** Start of PROVIDED DATA **

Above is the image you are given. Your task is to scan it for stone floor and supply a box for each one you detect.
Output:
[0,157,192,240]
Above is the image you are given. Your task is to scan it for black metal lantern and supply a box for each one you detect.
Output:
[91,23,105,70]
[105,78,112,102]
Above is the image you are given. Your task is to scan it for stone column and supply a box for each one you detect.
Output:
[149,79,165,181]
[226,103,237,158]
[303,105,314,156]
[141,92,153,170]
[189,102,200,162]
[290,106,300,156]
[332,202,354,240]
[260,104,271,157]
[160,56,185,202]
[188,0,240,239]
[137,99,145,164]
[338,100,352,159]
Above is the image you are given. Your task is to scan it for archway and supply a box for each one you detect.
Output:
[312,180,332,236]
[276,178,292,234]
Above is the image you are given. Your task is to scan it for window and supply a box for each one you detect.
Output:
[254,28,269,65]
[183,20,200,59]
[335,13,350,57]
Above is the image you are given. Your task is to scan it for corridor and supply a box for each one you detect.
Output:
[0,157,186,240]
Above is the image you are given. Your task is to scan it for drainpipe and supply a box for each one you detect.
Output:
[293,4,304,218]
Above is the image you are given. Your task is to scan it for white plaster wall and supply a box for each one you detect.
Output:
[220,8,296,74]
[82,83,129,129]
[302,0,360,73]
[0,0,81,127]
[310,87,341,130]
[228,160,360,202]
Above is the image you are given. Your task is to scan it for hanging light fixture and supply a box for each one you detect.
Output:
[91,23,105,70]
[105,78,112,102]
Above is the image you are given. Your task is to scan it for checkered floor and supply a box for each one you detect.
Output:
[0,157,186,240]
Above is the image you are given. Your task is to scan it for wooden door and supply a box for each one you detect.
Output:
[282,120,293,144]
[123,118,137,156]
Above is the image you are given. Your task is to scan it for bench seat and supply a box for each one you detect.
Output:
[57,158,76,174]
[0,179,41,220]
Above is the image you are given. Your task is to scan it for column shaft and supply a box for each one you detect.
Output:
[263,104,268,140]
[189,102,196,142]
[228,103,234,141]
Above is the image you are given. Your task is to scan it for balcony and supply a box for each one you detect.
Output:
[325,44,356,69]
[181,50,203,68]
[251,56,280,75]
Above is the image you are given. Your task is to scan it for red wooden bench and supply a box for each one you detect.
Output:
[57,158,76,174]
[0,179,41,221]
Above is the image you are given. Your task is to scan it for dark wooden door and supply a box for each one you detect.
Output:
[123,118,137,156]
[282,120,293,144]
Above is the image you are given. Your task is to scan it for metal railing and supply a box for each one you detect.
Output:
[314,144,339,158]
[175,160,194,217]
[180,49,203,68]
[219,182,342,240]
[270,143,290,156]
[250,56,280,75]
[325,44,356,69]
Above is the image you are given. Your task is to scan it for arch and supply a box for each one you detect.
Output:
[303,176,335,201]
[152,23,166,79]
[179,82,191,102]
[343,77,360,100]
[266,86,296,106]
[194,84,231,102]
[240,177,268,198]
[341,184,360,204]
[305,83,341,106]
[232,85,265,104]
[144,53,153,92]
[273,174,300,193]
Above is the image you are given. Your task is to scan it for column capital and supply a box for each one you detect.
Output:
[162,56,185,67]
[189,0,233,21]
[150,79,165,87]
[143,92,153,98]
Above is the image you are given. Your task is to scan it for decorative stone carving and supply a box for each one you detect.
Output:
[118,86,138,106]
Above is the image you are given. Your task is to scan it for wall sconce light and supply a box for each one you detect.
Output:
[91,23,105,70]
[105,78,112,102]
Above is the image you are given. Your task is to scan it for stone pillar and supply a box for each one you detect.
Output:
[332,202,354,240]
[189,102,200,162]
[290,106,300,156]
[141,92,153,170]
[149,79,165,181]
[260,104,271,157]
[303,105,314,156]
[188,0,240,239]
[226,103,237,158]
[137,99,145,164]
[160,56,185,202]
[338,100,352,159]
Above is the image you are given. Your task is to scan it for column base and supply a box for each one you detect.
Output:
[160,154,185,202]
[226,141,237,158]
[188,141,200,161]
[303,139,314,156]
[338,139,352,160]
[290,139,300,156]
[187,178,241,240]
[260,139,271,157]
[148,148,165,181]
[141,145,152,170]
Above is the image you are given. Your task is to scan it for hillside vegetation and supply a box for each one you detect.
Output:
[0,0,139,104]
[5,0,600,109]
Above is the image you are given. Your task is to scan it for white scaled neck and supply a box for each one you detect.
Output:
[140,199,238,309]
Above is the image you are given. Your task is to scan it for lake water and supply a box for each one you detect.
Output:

** End of PROVIDED DATA **

## DIRECTIONS FOR THIS TASK:
Please copy out all the entries above, swapping "supply" for "provide" wherever it occurs and leaving everything else unchanged.

## OUTPUT OF THE EXERCISE:
Above is the image you are given. Your task is to scan it for stone floor and provide a box for each one you detect.
Output:
[0,157,192,240]
Above is the image you are given. Your task is to scan it for black metal lantern and provide a box for each one you detect.
Output:
[91,23,105,70]
[105,78,112,102]
Above is the image you are given. Your task is to scan it for stone column and provide a box for each one you detect.
Output:
[149,79,165,181]
[226,103,237,158]
[303,105,314,156]
[141,92,153,170]
[189,102,200,162]
[290,106,300,156]
[332,202,354,240]
[260,104,271,157]
[160,56,185,202]
[188,0,240,239]
[137,99,145,164]
[338,100,352,159]
Above is the image you are given. Your task is to scan it for archway and provide a box for each one you detect.
Output:
[312,180,332,236]
[276,178,292,234]
Above is the image you are given. Your task is to scan it for window and provide a box for each one you detect.
Output:
[254,28,269,65]
[183,20,200,59]
[335,13,350,57]
Above is the image you are given. Your task is to scan it for corridor and provide a box for each one you detect.
Output:
[0,157,186,240]
Above is the image you are given. Your task is to scan it for drainpipe and provide a box for each one you detect.
Output:
[293,4,304,218]
Above is the image you are given. Your task is to scan it for white plaster wall and provide a box for each one you detect.
Output:
[220,8,296,74]
[82,83,129,129]
[302,0,360,73]
[0,0,81,127]
[310,87,341,130]
[228,160,360,202]
Above is the image you are given. Your task is to scan it for hanging light fixture and provide a box for each one you detect.
Output:
[91,23,105,70]
[105,78,112,102]
Above is the image you are given. Your task is to scan it for checkered floor and provide a box for each one you detect.
Output:
[0,157,186,240]
Above is the image you are given. Your task is to scan it for wooden door and provide a box for each one you detect.
Output:
[282,120,293,144]
[123,118,137,156]
Above is the image you are given. Your task is to scan it for bench seat and provide a box for each one you detect.
Output:
[57,158,76,174]
[0,179,41,220]
Above is the image you are given. Your task is to scan it for column shaft and provide a box for each one you detect.
Output:
[263,104,268,140]
[189,102,196,142]
[228,103,234,141]
Above is the image you are given. Your task is to scan it for balcony and provide a box for each one you detect.
Output:
[325,44,356,69]
[181,50,203,68]
[251,56,280,75]
Above is the image you are given. Your task is to scan it for red wooden bench and provide a box for each one you detect.
Output:
[57,158,76,174]
[0,179,41,221]
Above is the image you are given. Your task is to scan it for dark wooden door and provide a box for each one you detect.
Output:
[123,118,137,156]
[282,120,293,144]
Above is the image you are given. Your task is to scan it for metal railing and provide a box for each one you detect.
Output:
[314,144,339,158]
[175,160,194,217]
[180,49,203,68]
[219,182,342,240]
[270,143,290,156]
[250,56,280,75]
[325,44,356,69]
Above is the image you are given. Your task is to scan it for arch and provide a box for each one you detect.
Output:
[303,176,335,201]
[152,23,166,79]
[179,82,191,102]
[343,77,360,100]
[266,86,296,106]
[194,84,231,102]
[240,177,268,198]
[341,184,360,204]
[305,83,341,106]
[232,85,265,104]
[144,53,153,92]
[273,174,300,193]
Above is the image you are given. Your task is to scan it for column capital and provide a box for each one you detect.
Output:
[162,56,185,67]
[189,0,233,21]
[150,79,165,87]
[143,92,153,98]
Above is the image you are given. Your task is to scan it for decorative stone carving and provide a box for each one you detect.
Output:
[118,86,138,106]
Above is the image you are given. Your task is to scan it for wall sconce light and provide a box for each one you detect.
Output:
[91,23,105,70]
[105,78,112,102]
Above is the image you are given. Your task is to scan it for stone pillar and provide a box for each one you detect.
Output:
[332,202,354,240]
[189,102,200,162]
[290,106,300,156]
[141,92,153,170]
[149,79,165,181]
[260,104,271,157]
[303,105,314,156]
[188,0,240,239]
[226,103,237,158]
[137,99,145,164]
[160,56,185,202]
[338,100,352,159]
Above is the image you are given. Your task is to scan it for column base and provide a box for each one you detect.
Output:
[160,154,185,202]
[226,141,237,158]
[188,141,200,161]
[303,139,314,156]
[338,139,352,160]
[290,139,300,156]
[187,178,241,240]
[260,139,271,157]
[148,148,165,181]
[141,145,152,170]
Above is the image you are given. Your task is to scan it for hillside vegetation and provide a box for each one you detect.
Output:
[0,0,139,104]
[5,0,600,109]
Above is the image you are given. Your task is to scan it for white scaled neck and provide a box for each one you detect.
Output:
[140,199,238,309]
Above is the image you are given. Your task is to scan it for lake water and provide a box for each one you detect.
Output:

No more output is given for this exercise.